**Texte présenté:**
Faut-il supprimer l’impôt de solidarité sur la fortune ? (par Vincent Drezet, membre du CS d’ATTAC et secrétaire national du SNUI)

dimanche 20 novembre 2016.
 

L’impôt de solidarité sur la fortune (ISF) a constitué l’essentiel du débat fiscal de ces derniers mois. Il devrait retrouver une certaine actualité à l’occasion des prochaines mesures fiscales, Nicolas Sarkozy ayant annoncé son intention de le dépecer grâce au rabaissement du bouclier fiscal et à la création d’une nouvelle niche fiscale en son sein. Ceci devrait s’accompagner d’un recul important des droits de succession, réduisant ainsi la fiscalité du patrimoine à la portion congrue.

**Données recueillies:**
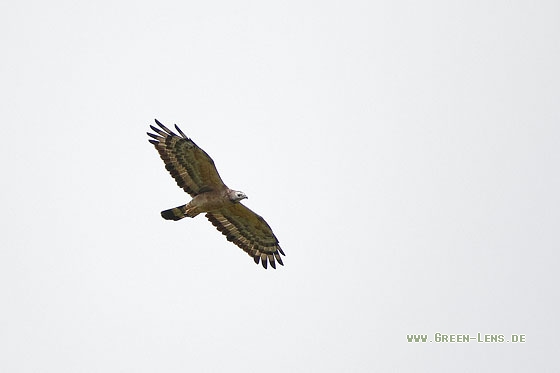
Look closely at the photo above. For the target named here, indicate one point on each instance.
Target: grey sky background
(405, 154)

**Consignes:**
#1 Dressez la liste des mesures fiscales que l'article sur l'ISF présente comme annoncées ou attendues.
#2 Recopiez mot pour mot le passage de l'article sur l'ISF qui débute par les mots « Faut-il supprimer l’impôt » et s'achève sur « la portion congrue. ».
#3 Poursuivez l'article sur l'ISF à partir de l'endroit où il s'arrête.
Les lignes ne servent à rien pour cet exercice.

**Réponses:**
#1
- le rabaissement du bouclier fiscal
- la création d'une nouvelle niche fiscale au sein de l'ISF
- un recul important des droits de succession

#2
Faut-il supprimer l’impôt de solidarité sur la fortune ? (par Vincent Drezet, membre du CS d’ATTAC et secrétaire national du SNUI)

dimanche 20 novembre 2016.
 

L’impôt de solidarité sur la fortune (ISF) a constitué l’essentiel du débat fiscal de ces derniers mois. Il devrait retrouver une certaine actualité à l’occasion des prochaines mesures fiscales, Nicolas Sarkozy ayant annoncé son intention de le dépecer grâce au rabaissement du bouclier fiscal et à la création d’une nouvelle niche fiscale en son sein. Ceci devrait s’accompagner d’un recul important des droits de succession, réduisant ainsi la fiscalité du patrimoine à la portion congrue.

#3
L’opinion s’est montrée intéressée par ce sujet symbole tout à la fois de la solidarité par l’impôt et du clivage « droite gauche ». Qu’on le comprenne ou qu’on le dénonce, l’exil fiscal de Johnny est venu alimenter une discussion qui n’aura pour autant pas débouché sur un véritable débat fiscal. Occupant une place inversement proportionnelle à celle qui est la sienne dans les recettes fiscales (à peine 1,5 % des recettes fiscales de l’Etat), l’ISF aura montré toute sa dimension symbolique en cristallisant de nombreuses passions, au point qu’il a largement occulté les enjeux fiscaux fondamentaux sur la place et le rôle de l’impôt dans notre société.

Certains veulent conserver cet impôt symbole de la solidarité entre « riches et pauvres », d’autres estiment qu’il est anti-économique, voire même anti-social. Tout aurait donc été dit sur l’ISF. Tout ? Voire... Car à trop se satisfaire d’une opposition systématique et prévisible entre défenseurs et détracteurs de l’ISF, on en oublierait presque la hauteur de vue nécessaire au débat fiscal et à l’analyse de l’insertion de notre fiscalité dans les politiques sociales et économiques du pays, elles-mêmes largement conditionnées par le contexte international.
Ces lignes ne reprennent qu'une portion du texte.